## Tasks to carry out
#1 Reproduce the portion of the Spark shuffle error excerpt starting at "at java.io.FileOutputStream.<init>(FileOutputStream.java:206)" and ending at "at org.apache.spark.scheduler.Task.run(Task.scala:99)".
#2 In the Spark shuffle error excerpt, how many times did task 5 in stage 5531241.0 fail before the job was aborted?

In executor logs on node 2 I can see several errors related to a FileNotFoundException during a shuffle operation:
ERROR Executor: Exception in task 5.0 in stage 5531241.0 (TID 62488319)
java.io.FileNotFoundException: /opt/spark/spark-31c5b4b0-56e1-45d2-88dc-772b8712833f/executor-0bad0669-57fe-43f9-a77e-1b69cd284523/blockmgr-2aa295ac-78ca-4df6-ab89-51d422e8860e/1c/shuffle_2074211_5_0.index.ecb8e397-c3a3-4c1a-96ba-e153ed92b05c (No such file or directory)
at java.io.FileOutputStream.open(Native Method)
at java.io.FileOutputStream.<init>(FileOutputStream.java:206)
at java.io.FileOutputStream.<init>(FileOutputStream.java:156)
at org.apache.spark.shuffle.IndexShuffleBlockResolver.writeIndexFileAndCommit(IndexShuffleBlockResolver.scala:144)
at org.apache.spark.shuffle.sort.SortShuffleWriter.write(SortShuffleWriter.scala:73)
at org.apache.spark.scheduler.ShuffleMapTask.runTask(ShuffleMapTask.scala:96)
at org.apache.spark.scheduler.ShuffleMapTask.runTask(ShuffleMapTask.scala:53)
at org.apache.spark.scheduler.Task.run(Task.scala:99)
at org.apache.spark.executor.Executor$TaskRunner.run(Executor.scala:322)
at java.util.concurrent.ThreadPoolExecutor.runWorker(ThreadPoolExecutor.java:1142)
at java.util.concurrent.ThreadPoolExecutor$Worker.run(ThreadPoolExecutor.java:617)
at java.lang.Thread.run(Thread.java:745)
I can see 4 errors of this kind on the same task in each of the 3 executors on node 2.
In driver logs I can see:
ERROR TaskSetManager: Task 5 in stage 5531241.0 failed 4 times; aborting job
...
ERROR JobScheduler: Error running job streaming job 1503995015000 ms.1
org.apache.spark.SparkException: Job aborted due to stage failure: Task 5 in stage 5531241.0 failed 4 times, most recent failure: Lost task 5.3 in stage 5531241.0 (TID 62488335, 10.7.94.68, executor 2): java.io.FileNotFoundException: /opt/spark/spark-31c5b4b0-56e1-45d2-88dc-772b8712833f/executor-0bad0669-57fe-43f9-a77e-1b69cd284523/blockmgr-2aa295ac-78ca-4df6-ab89-51d422e8860e/1c/shuffle_2074211_5_0.index.9e6148da-6ce2-4de5-94ab-d95db2c8f9f7 (No such file or directory)
This is taking down the application, as expected: the executor reached the spark.task.maxFailures on a single task and the application is then stopped.

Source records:
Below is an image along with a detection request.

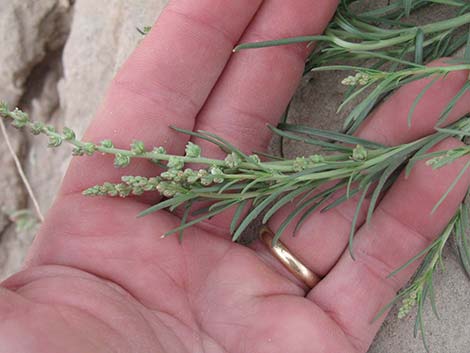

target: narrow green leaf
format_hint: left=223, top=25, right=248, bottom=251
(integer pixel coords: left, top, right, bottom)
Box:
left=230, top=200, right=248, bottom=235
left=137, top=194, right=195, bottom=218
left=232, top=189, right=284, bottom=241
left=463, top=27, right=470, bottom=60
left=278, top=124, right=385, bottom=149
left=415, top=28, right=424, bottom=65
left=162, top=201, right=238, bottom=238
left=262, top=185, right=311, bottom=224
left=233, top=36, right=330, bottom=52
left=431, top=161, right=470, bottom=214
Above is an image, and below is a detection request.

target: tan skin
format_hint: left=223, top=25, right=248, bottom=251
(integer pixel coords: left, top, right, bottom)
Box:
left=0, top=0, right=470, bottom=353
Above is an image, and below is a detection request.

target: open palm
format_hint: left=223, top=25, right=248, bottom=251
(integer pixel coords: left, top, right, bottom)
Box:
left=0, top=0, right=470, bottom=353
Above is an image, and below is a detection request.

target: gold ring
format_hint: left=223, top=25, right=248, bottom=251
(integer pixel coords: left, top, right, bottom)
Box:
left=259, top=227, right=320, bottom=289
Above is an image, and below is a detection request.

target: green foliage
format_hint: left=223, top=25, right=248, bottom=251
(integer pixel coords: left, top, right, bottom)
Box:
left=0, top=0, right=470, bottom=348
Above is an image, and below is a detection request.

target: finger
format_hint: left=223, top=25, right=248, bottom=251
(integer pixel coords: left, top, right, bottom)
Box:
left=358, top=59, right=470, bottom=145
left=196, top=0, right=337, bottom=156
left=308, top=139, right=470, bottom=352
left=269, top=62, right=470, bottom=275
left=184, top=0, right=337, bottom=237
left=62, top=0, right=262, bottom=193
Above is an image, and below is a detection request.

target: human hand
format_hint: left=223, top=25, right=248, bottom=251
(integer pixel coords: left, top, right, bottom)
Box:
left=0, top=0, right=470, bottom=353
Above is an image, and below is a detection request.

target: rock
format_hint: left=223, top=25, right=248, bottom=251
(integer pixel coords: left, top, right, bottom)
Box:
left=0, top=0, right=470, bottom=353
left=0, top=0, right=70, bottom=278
* * *
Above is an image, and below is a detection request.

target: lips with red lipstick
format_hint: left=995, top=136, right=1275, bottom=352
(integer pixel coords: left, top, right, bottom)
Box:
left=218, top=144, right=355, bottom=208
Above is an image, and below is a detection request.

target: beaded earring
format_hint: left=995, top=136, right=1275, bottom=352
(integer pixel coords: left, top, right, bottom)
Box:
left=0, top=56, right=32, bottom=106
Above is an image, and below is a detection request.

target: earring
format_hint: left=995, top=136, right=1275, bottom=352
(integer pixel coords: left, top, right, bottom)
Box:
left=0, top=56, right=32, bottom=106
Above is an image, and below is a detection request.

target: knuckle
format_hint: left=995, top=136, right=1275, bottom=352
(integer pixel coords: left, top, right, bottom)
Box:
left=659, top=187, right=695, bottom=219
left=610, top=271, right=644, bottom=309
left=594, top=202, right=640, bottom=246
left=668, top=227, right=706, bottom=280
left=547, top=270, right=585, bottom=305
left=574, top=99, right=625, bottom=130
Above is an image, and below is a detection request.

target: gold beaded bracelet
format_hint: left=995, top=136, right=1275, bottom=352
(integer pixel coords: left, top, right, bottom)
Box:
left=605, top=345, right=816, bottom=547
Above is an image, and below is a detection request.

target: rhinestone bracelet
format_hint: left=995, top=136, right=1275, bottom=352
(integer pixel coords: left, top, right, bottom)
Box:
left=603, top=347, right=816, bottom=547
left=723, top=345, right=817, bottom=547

## Solutions to the exercise
#1
at java.io.FileOutputStream.<init>(FileOutputStream.java:206)
at java.io.FileOutputStream.<init>(FileOutputStream.java:156)
at org.apache.spark.shuffle.IndexShuffleBlockResolver.writeIndexFileAndCommit(IndexShuffleBlockResolver.scala:144)
at org.apache.spark.shuffle.sort.SortShuffleWriter.write(SortShuffleWriter.scala:73)
at org.apache.spark.scheduler.ShuffleMapTask.runTask(ShuffleMapTask.scala:96)
at org.apache.spark.scheduler.ShuffleMapTask.runTask(ShuffleMapTask.scala:53)
at org.apache.spark.scheduler.Task.run(Task.scala:99)

#2 Four times.